Task instructions: Arrange the lines from the start of the items through the line containing "1142, 158, 1175, 196", inclusive, as a numbered list, leaving out any blank lines.

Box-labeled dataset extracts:
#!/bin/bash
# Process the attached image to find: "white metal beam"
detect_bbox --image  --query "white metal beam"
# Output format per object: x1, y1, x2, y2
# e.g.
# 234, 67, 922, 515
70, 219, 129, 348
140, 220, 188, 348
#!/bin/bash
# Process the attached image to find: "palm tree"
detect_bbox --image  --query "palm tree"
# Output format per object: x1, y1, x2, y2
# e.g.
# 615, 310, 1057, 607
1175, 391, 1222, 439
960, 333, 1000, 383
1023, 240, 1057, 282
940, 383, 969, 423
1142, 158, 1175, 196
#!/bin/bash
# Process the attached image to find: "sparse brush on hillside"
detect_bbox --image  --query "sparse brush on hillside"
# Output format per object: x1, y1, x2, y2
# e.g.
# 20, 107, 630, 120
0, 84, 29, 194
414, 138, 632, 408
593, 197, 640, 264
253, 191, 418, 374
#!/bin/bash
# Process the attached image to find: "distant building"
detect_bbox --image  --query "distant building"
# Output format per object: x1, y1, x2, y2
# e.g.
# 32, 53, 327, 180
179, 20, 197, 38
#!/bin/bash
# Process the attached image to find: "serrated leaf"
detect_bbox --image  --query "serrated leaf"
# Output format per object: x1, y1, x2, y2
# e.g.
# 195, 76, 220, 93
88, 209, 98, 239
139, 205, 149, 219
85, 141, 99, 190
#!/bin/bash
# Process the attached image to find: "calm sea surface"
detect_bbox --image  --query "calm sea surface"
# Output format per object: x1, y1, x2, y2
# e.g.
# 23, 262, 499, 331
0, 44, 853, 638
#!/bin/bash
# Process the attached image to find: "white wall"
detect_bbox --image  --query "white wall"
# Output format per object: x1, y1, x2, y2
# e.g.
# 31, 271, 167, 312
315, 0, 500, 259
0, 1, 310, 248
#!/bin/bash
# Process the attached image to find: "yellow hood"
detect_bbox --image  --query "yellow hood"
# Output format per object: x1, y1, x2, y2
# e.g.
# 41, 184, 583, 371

Solution to this task:
1. #!/bin/bash
2. # Process the attached image to find: "white metal beam"
3. detect_bbox --image  --query "white metal beam"
4. # Output format per object: x1, y1, x2, y2
5. # e.g.
6. # 234, 67, 922, 515
7. 70, 219, 129, 348
8. 140, 220, 188, 348
9. #!/bin/bash
10. # Process the attached image to find: "palm tree"
11. detect_bbox --image  --query "palm tree"
12. # Output format per object: x1, y1, x2, y2
13. # e.g.
14. # 615, 310, 1057, 607
15. 1175, 391, 1222, 439
16. 960, 333, 1000, 383
17. 1023, 240, 1057, 282
18. 940, 383, 969, 423
19. 1142, 158, 1175, 196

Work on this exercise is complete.